* **Podany fragment**

====

Żłobki nie są dla wyrodnych rodziców, którzy chcą pozbyć się dzieci, ale dla tych, którzy muszą pracować, by móc pociechom zapewnić jak najlepszą przyszłość. Dlatego apeluję do elbląskich władz - więcej żłobków!
Akcje wspierające kobiety wracające do pracy są coraz głośniejsze. Matki powinny pracować nie tylko po to, aby podnieść stopę życiową rodziny, ale i dla lepszego samopoczucia i niestracenia kontaktu z zawodowym życiem.

====

* **Polecenie 1**
Ustal, czy stwierdzenia (a), (b) i (c) zgadzają się z fragmentem o żłobkach. Przy każdym odpowiedz „tak” lub „nie” i dosłownie przytocz rozstrzygające słowa tekstu.
(a) W tekście pojawia się apel do elbląskich władz o więcej żłobków.
(b) Według tekstu żłobki są przeznaczone dla rodziców, którzy chcą pozbyć się dzieci.
(c) Tekst stwierdza, że matki powinny pracować wyłącznie po to, by podnieść stopę życiową rodziny.
Tekst i wpisy pochodzą z różnych źródeł.

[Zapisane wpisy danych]

====

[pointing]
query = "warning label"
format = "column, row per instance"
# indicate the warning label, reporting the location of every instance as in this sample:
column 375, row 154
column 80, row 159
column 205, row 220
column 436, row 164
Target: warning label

====

* **Polecenie 2**
Zwróć w niezmienionej postaci wszystkie wiersze zapisanych wpisów danych znajdujących się powyżej.

* **Odpowiedź 1**
(a) Tak: „Dlatego apeluję do elbląskich władz - więcej żłobków!”
(b) Nie: „Żłobki nie są dla wyrodnych rodziców, którzy chcą pozbyć się dzieci”
(c) Nie: „Matki powinny pracować nie tylko po to, aby podnieść stopę życiową rodziny”

* **Odpowiedź 2**
[pointing]
query = "warning label"
format = "column, row per instance"
# indicate the warning label, reporting the location of every instance as in this sample:
column 375, row 154
column 80, row 159
column 205, row 220
column 436, row 164
Target: warning label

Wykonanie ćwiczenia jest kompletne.